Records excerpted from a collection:

-----

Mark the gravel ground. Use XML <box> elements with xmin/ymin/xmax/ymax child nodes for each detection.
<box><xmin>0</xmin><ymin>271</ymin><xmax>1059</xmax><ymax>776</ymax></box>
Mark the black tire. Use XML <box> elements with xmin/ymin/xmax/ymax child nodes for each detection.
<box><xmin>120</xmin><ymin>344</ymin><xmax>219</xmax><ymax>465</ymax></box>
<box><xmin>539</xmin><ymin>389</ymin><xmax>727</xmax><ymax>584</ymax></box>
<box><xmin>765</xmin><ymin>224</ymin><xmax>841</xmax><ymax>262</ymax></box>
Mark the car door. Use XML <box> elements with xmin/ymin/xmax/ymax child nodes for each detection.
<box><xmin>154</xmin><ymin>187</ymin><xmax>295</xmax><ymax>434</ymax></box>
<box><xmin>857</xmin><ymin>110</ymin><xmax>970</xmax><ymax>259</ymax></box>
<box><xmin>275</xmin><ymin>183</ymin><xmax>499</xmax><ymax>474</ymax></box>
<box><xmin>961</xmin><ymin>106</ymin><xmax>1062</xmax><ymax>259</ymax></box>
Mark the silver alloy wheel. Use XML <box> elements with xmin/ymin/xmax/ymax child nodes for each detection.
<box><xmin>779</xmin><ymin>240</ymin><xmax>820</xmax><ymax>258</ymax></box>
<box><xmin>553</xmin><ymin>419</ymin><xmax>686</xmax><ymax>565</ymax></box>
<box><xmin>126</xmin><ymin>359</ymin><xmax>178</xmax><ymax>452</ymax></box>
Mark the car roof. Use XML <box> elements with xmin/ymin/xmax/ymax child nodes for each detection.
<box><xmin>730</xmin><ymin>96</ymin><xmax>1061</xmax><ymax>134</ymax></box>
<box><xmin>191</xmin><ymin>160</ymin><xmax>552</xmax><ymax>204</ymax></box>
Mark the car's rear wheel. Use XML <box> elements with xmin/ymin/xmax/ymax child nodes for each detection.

-----

Your goal: Every record shown above must be echoed exactly.

Expected answer:
Mark the gravel ground. Use XML <box> elements with xmin/ymin/xmax/ymax child nodes for each detection.
<box><xmin>0</xmin><ymin>271</ymin><xmax>1059</xmax><ymax>776</ymax></box>
Mark the black tire. Use XML <box> elements with xmin/ymin/xmax/ymax child nodes for each detection.
<box><xmin>120</xmin><ymin>344</ymin><xmax>219</xmax><ymax>465</ymax></box>
<box><xmin>539</xmin><ymin>389</ymin><xmax>727</xmax><ymax>584</ymax></box>
<box><xmin>765</xmin><ymin>224</ymin><xmax>841</xmax><ymax>262</ymax></box>
Mark the car door. Use XML <box> elements with xmin/ymin/xmax/ymax child nodes for each detection.
<box><xmin>154</xmin><ymin>187</ymin><xmax>295</xmax><ymax>434</ymax></box>
<box><xmin>857</xmin><ymin>110</ymin><xmax>970</xmax><ymax>259</ymax></box>
<box><xmin>275</xmin><ymin>183</ymin><xmax>499</xmax><ymax>474</ymax></box>
<box><xmin>961</xmin><ymin>106</ymin><xmax>1062</xmax><ymax>259</ymax></box>
Mark the silver alloy wheel. Use XML <box> elements with xmin/ymin/xmax/ymax child nodes for each detection.
<box><xmin>779</xmin><ymin>240</ymin><xmax>820</xmax><ymax>258</ymax></box>
<box><xmin>553</xmin><ymin>419</ymin><xmax>686</xmax><ymax>565</ymax></box>
<box><xmin>126</xmin><ymin>359</ymin><xmax>178</xmax><ymax>452</ymax></box>
Mark the car roof. Use XML <box> elements with xmin/ymin/xmax/ymax child nodes for each detection.
<box><xmin>730</xmin><ymin>96</ymin><xmax>1061</xmax><ymax>134</ymax></box>
<box><xmin>191</xmin><ymin>160</ymin><xmax>552</xmax><ymax>204</ymax></box>
Mark the car's rear wheel. Use XML <box> elements with xmin/ymin/xmax/ymax child nodes for each detection.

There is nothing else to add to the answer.